• [Фрагмент текста]

----------------

Кажется, у Высоцкого нет абсолютной несовместимости ни с одним из его героев, и значит, в системе его отношений с ними противоположные (то есть несовместимые, как да и нет) точки зрения невозможны. А что касается сочетания смыслов, то Высоцкий предпочитает соединять не контрастные смыслы, а различные по тону и насыщенности оттенки одного смысла, одной темы.
1991
(Далi буде)
_____
[171] Отметим попутно и необыденное выражение “седина испачкала виски” – оно от автора, его вкуса к слову, образу.
[172] “[Поэт. – Л.Т.] говорит "за всех", нарушая немоту других. Люди ходят просто по земле – "поэты ходят пятками по лезвию ножа". Это поэтический образ, но и буквальное, повседневное состояние души”, – пишет Н.Крымова (Крымова Н. О поэте // Аврора. 1986. № 9. С.108), не замечая невольной едкой иронии, скрытой в этой фразе: повседневное-то состояние души не “по лезвию ножа”, а “в пятках”...
Современный исследователь по поводу этого двустишия пишет об “обостренной, почти болезненной отзывчивости, с которой поэтическая душа вбирает мельчайшие проявления бытия” (Забияко А.А. “Дальтонизм” поэта // Мир Высоцкого. Вып. III. Т.2. – М., 1999. С. 87). Другими словами, по-прежнему воспринимается лишь положительный полюс этой развернутой метафоры. Отрицательный смысл этого, как и многих других образов ВВ, и поныне остается в тени.
[173] Впрочем, тезис о гонимости современных писателей, чудовищном давлении на них среды и т.п. гораздо милее сердцу литератора, так что нечувствие цитировавших эти строки к истинному их смыслу могло по крайней мере иногда быть вполне осознанным.
[174*] Новиков Вл. Диалог. – М., 1986.
[175] Не только точки зрения автора и героев имеют у ВВ единый корень. Это, видимо, глубинное свойство его мироощущения. Ср. своеобразную параллель на словообразовательном уровне: как отмечают исследователи, “самым активным по употребительности в произведениях поэта является прием включения в контекст лексем одного словообразовательного типа ("Я затаился, и затих, и замер"). <...> Охотно обращался Высоцкий и к приему включения в контекст словообразовательной пары <...> ("Вы собаки – и смерть вам собачья!") <...> словообразовательного гнезда (однокоренных слов, мотивированных и по горизонтали, и по вертикали), например, в "Балладе о Любви": вдыхают, дышат, дыхания, дышу, дышал <...>” (Иванова Л.В. Стилистические функции словообразовательных единиц // Мир Высоцкого. Вып. III. Т.2. – М., 1999. С. 164, 167, 170).
Другой исследователь, намечая “механизмы, по которым строится собственно языковая игра Высоцкого”, пишет, что в основе ее “лежит остроумие, которое принято понимать как умение находить сходство между несходными вещами, то есть скрытое сходство” (Лавринович Т. Языковая игра Высоцкого // Там же. С. 174, 175. Выделено мной. – Л.Т.). Другими словами, сходство, объективно существующее, но не осознаваемое.
[176] “Мне самым главным в песенной деятельности Высоцкого представляется вот что: его песни всегда открыты для другого человека, для другого видения мира <...> Он не стилизует, не изучает – он живет жизнью этих людей <...> отсюда его <...> точно пережитое слово <...> как поразительно верно сумел он <...> найти единственно верный подход к душе и переживаниям героя, а отсюда уже идет и слово, и движение, и жест, и мимика, и интонация...” (Богомолов Н. Чужой мир и свое слово // Менестрель [газета московского Клуба самодеятельной песни]. 1980. № 9. С. 3).
[177*] Рощина А.А. Автор и его герои // Мир Высоцкого. Вып. II. – М., 1998. С. 133.

----------------

[Данные для указания объектов по словесному описанию]

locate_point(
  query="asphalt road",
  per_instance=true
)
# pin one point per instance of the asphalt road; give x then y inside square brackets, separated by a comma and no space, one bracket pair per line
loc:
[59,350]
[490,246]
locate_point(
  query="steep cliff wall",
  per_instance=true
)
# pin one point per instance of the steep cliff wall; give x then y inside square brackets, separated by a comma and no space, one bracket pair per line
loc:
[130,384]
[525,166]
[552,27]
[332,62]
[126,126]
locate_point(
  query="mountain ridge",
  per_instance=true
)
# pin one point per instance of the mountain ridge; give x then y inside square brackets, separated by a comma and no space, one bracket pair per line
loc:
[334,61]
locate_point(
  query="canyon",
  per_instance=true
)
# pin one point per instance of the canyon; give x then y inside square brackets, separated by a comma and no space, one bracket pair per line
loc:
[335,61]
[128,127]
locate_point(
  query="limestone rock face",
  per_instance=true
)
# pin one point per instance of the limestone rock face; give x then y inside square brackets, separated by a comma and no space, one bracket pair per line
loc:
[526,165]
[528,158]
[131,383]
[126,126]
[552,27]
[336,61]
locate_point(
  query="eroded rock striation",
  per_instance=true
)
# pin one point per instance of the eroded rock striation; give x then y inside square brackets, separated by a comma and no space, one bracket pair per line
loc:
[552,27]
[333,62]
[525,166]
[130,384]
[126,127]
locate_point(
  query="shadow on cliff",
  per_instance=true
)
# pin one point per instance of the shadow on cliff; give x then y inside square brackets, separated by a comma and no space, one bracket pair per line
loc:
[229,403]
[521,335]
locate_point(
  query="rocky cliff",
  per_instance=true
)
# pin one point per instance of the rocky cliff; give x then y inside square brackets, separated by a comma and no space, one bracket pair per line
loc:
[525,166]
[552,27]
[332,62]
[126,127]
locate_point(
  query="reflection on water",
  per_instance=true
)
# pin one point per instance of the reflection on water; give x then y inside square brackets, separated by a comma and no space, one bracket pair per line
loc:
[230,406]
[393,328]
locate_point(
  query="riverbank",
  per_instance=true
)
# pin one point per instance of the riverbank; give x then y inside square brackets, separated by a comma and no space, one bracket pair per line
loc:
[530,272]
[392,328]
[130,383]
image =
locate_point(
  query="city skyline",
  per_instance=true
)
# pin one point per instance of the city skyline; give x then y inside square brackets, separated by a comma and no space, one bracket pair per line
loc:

----------------

• [Задания]
**1)** Объясните в одном–трех предложениях, почему, согласно примечанию [173] фрагмента о Высоцком, нечувствие цитировавших строки к их истинному смыслу могло иногда быть вполне осознанным.
**2)** В каком журнале, году и номере, согласно фрагменту о Высоцком, опубликована статья Н. Крымовой «О поэте»?

• [Ответы к заданиям]
**1)** Тезис о гонимости современных писателей и о чудовищном давлении на них среды гораздо милее сердцу литератора. Поэтому цитировавшие эти строки могли, по крайней мере иногда, сознательно не замечать их истинного смысла.

**2)** В журнале «Аврора», в 1986 году, № 9.